(Point localization data)
------------------------
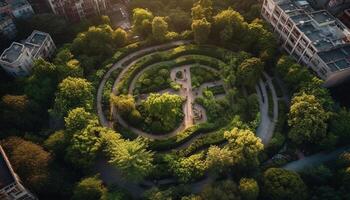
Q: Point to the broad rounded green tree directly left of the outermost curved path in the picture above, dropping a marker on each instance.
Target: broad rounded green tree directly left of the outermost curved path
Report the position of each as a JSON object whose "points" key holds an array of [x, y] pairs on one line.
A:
{"points": [[73, 93]]}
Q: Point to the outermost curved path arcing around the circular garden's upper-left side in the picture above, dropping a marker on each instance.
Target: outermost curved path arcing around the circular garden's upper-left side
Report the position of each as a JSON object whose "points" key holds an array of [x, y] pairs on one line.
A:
{"points": [[136, 56]]}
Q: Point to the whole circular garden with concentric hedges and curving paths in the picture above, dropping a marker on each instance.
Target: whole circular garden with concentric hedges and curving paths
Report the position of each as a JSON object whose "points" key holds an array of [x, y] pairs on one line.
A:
{"points": [[184, 97]]}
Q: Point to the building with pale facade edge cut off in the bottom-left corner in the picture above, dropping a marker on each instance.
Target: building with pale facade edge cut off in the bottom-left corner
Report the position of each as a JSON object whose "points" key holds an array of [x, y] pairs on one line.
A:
{"points": [[11, 187]]}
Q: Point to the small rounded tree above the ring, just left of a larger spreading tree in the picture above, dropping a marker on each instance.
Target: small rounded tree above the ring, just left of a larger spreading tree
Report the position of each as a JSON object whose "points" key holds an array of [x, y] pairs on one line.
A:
{"points": [[201, 30]]}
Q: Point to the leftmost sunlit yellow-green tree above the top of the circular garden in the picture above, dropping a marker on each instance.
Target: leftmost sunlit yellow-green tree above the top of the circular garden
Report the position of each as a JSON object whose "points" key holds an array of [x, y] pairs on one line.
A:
{"points": [[142, 21]]}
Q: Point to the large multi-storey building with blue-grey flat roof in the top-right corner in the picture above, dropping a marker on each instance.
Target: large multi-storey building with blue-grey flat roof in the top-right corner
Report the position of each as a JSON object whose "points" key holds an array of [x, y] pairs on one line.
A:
{"points": [[313, 37]]}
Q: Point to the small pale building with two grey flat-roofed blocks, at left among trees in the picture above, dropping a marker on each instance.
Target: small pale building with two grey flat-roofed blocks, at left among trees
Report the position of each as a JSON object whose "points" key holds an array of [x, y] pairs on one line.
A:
{"points": [[17, 60]]}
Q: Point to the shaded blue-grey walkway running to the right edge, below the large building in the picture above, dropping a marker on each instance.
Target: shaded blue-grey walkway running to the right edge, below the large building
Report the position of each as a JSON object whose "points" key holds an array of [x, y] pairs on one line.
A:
{"points": [[314, 160]]}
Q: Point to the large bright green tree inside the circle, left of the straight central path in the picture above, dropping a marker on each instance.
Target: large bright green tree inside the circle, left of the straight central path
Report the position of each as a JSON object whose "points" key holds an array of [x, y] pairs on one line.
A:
------------------------
To do — Where a line of the records holds the word "directly", copy that line.

Written solution —
Q: Point to the broad rounded green tree directly left of the outermost curved path in the picture above, dropping a marker on each instance.
Target: broad rounded green tree directly left of the outermost curved path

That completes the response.